> [ЗАДАНИЕ 1]:
Перепечатайте из отрывка ниже всё, начиная со слов «Наташа Борисюк сейчас» и вплоть до слов «из рук рисунка.».
> [ЗАДАНИЕ 2]:
Ответьте по отрывку ниже:
(a) Когда Осташинский открыл студию?
(b) Кем стал Виталий Пашков?
(c) Что изображено на рисунке «Зима»?

Эдвин Поляновский - Урок
Тот кто не оставил ее в беде, уже понял многое, если не главное в жизни. И разве это не важнее того, кем он потом будет – художником ли, бухгалтером.
Когда-то мальчишкой копал Осташинский окопы под Киевом, под Сталинградом. Потом – школа ФЗО, завод, где был комсоргом, художественный институт. Весной 1949 года открыл студию прямо в одном из дворов под открытым небом. Потом дали помещение но ставки руководителя все не было. Работал бесплатно. Осташинский привел в студию ребят обожженных войной отбившихся от рук. И до сих пор берет он к себе немало «трудных» подростков, двоечников. Я рассказал о случае с Инной еще и потому, что среди друзей ее были очень разные в прошлом люди.
Много «трудных» ребят берет к себе Осташинский. Зато потом гордится победами, которые для него дороже тех, что достаются на международных конкурсах. Я видел фотографию в студии: мать бывшего ученика Толи Куща сфотографировалась вместе с сыном. На обороте надпись (заметьте, она пишет всем студийцам, а не только Осташинскому): «Дорогие мои, спасибо за Толю. Теперь верю, будет он человеком»[2].
Виталия Пашкова, безнадежного двоечника, исключали из школы за хулиганство. Однажды его чуть не судили. Потом он попал в студию. Сейчас Осташинский хранит письмо архитектора Пашкова того самого, который сделал проект пионерского лагеря, в нем есть такие слова:
«Спасибо Вам за все. Вы были для меня не только учителем но и отцом».
Наташа Борисюк сейчас архитектор. Она подарила мне свою «Зиму» – девочку, дирижирующую снегопадом.
Поздно вечером, когда мы с Осташинским уже уходили из студии, он взял «Зиму», этот небольшой лист бумаги, обернул его пергаментом, газетами – одной, другой, третьей, потом закрыл рисунок картоном, снова газетами, осторожно, но крепко перевязал, и мы вышли не улицу. Дул сильный ветер с густым мокрым снегом и дождем. Осташинский, не доверяя мне, сам нес спеленутый им рисунок. Он подставлял изменчивым мокрым порывам то левый бок то правый то сутулился и закрывал собой рисунок сверху. Мы пересекли парк Шевченко, вышли на Владимирскую, остался позади университет с красными колоннами, Академия наук, оперный театр... Снег слепил глаза. Осташинский то и дело останавливался и протирал мокрые очки, не выпуская из рук рисунка.
1969 г.
ТАЛАНТ
Как-то поздно вечером в московский троллейбус вошли двое: старый режиссер-педагог и его ученик,– молодой, начинающий, но уже популярный актер. Жизнь в троллейбусе остановилась, кондуктор (тогда еще были кондукторы) перестала продавать билеты: все с обожанием разглядывали живую знаменитость.
И никто не уступил места старику режиссеру.
Павлова, Павлова, Павлова!.. Аристократы, балетные гурманы, законодатели всех мод, дамы и господа, уважаемые товарищи и просто счастливчики, попавшие в Большой театр в июне 1973 года, на разных языках повторяли одно и то же имя.

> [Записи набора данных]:
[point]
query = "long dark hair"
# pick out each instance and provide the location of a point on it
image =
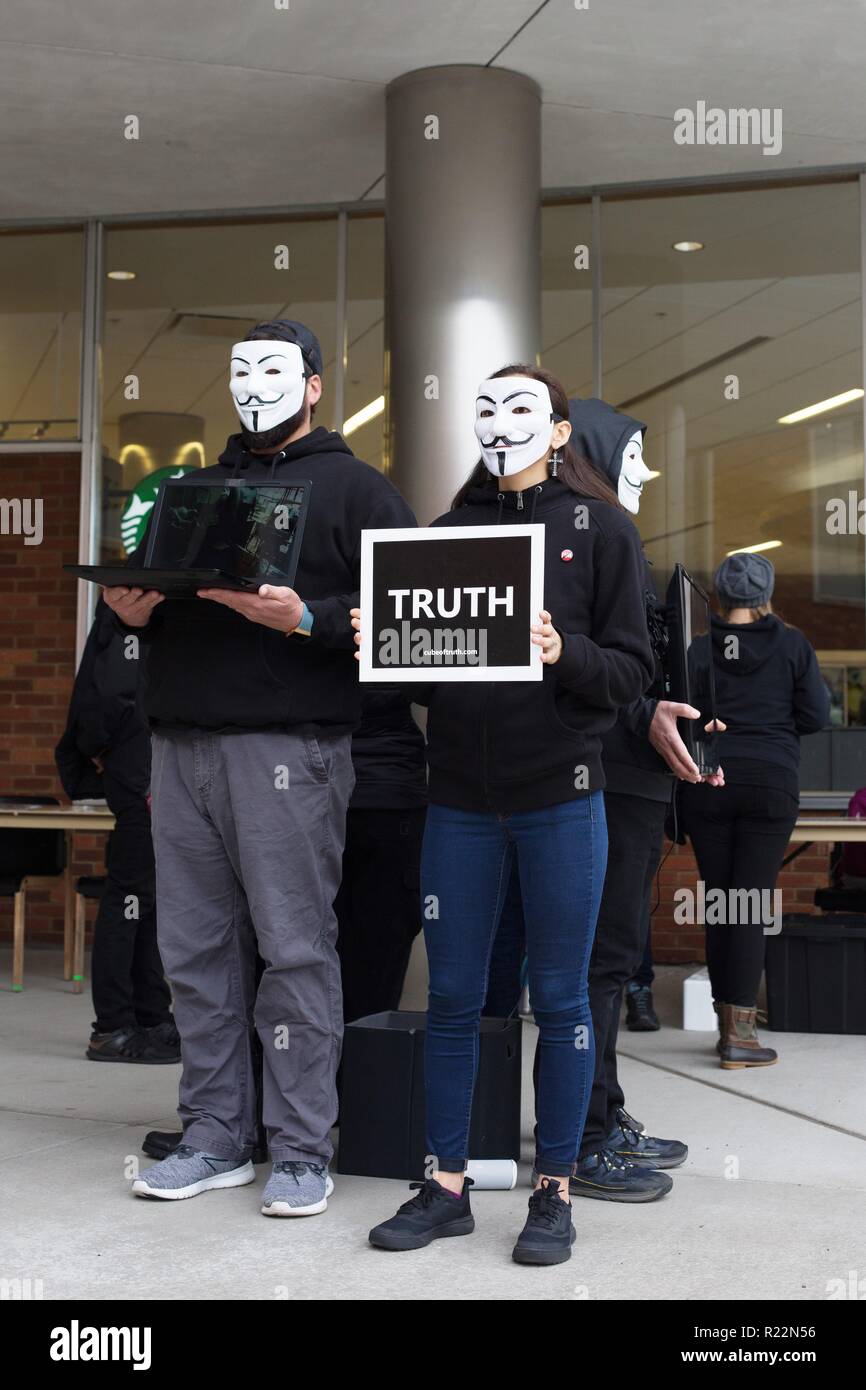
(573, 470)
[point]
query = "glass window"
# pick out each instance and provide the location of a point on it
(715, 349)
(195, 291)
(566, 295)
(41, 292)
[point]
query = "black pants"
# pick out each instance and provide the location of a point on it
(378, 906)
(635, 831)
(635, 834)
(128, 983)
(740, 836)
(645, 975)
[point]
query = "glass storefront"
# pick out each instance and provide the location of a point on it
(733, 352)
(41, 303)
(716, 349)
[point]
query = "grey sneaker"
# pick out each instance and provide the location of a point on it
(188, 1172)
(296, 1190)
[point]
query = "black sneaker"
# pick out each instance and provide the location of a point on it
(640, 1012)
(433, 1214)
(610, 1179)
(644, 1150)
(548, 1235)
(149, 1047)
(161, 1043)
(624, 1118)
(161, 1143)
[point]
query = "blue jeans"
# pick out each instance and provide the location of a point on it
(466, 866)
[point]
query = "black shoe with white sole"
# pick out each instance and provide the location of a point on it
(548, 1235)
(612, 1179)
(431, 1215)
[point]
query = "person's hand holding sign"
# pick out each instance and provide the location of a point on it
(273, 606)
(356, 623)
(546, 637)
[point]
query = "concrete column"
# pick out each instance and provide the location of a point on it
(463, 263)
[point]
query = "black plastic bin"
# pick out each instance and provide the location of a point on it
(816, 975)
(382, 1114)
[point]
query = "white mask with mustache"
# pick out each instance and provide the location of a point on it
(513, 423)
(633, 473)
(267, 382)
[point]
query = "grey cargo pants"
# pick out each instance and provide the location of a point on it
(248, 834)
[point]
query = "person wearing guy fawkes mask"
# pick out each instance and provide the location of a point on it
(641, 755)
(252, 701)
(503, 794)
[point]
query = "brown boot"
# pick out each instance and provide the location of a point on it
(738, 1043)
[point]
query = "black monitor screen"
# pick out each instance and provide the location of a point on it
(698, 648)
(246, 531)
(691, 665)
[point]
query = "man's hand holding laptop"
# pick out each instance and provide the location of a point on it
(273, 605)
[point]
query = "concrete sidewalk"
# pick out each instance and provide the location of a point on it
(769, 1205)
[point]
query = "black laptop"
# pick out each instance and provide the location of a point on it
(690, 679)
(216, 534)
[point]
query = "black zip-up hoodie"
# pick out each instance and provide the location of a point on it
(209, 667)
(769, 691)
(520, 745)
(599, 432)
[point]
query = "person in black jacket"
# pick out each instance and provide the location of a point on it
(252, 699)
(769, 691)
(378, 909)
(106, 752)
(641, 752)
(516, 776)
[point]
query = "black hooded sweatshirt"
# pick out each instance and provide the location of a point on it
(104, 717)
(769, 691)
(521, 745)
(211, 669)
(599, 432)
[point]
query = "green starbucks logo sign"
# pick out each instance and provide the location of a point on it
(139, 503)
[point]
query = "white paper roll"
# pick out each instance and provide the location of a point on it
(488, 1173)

> [ПРАВИЛЬНЫЙ ОТВЕТ 1]:
Наташа Борисюк сейчас архитектор. Она подарила мне свою «Зиму» – девочку, дирижирующую снегопадом.
Поздно вечером, когда мы с Осташинским уже уходили из студии, он взял «Зиму», этот небольшой лист бумаги, обернул его пергаментом, газетами – одной, другой, третьей, потом закрыл рисунок картоном, снова газетами, осторожно, но крепко перевязал, и мы вышли не улицу. Дул сильный ветер с густым мокрым снегом и дождем. Осташинский, не доверяя мне, сам нес спеленутый им рисунок. Он подставлял изменчивым мокрым порывам то левый бок то правый то сутулился и закрывал собой рисунок сверху. Мы пересекли парк Шевченко, вышли на Владимирскую, остался позади университет с красными колоннами, Академия наук, оперный театр... Снег слепил глаза. Осташинский то и дело останавливался и протирал мокрые очки, не выпуская из рук рисунка.

> [ПРАВИЛЬНЫЙ ОТВЕТ 2]:
(a) Весной 1949 года.
(b) Архитектором.
(c) Девочка, дирижирующая снегопадом.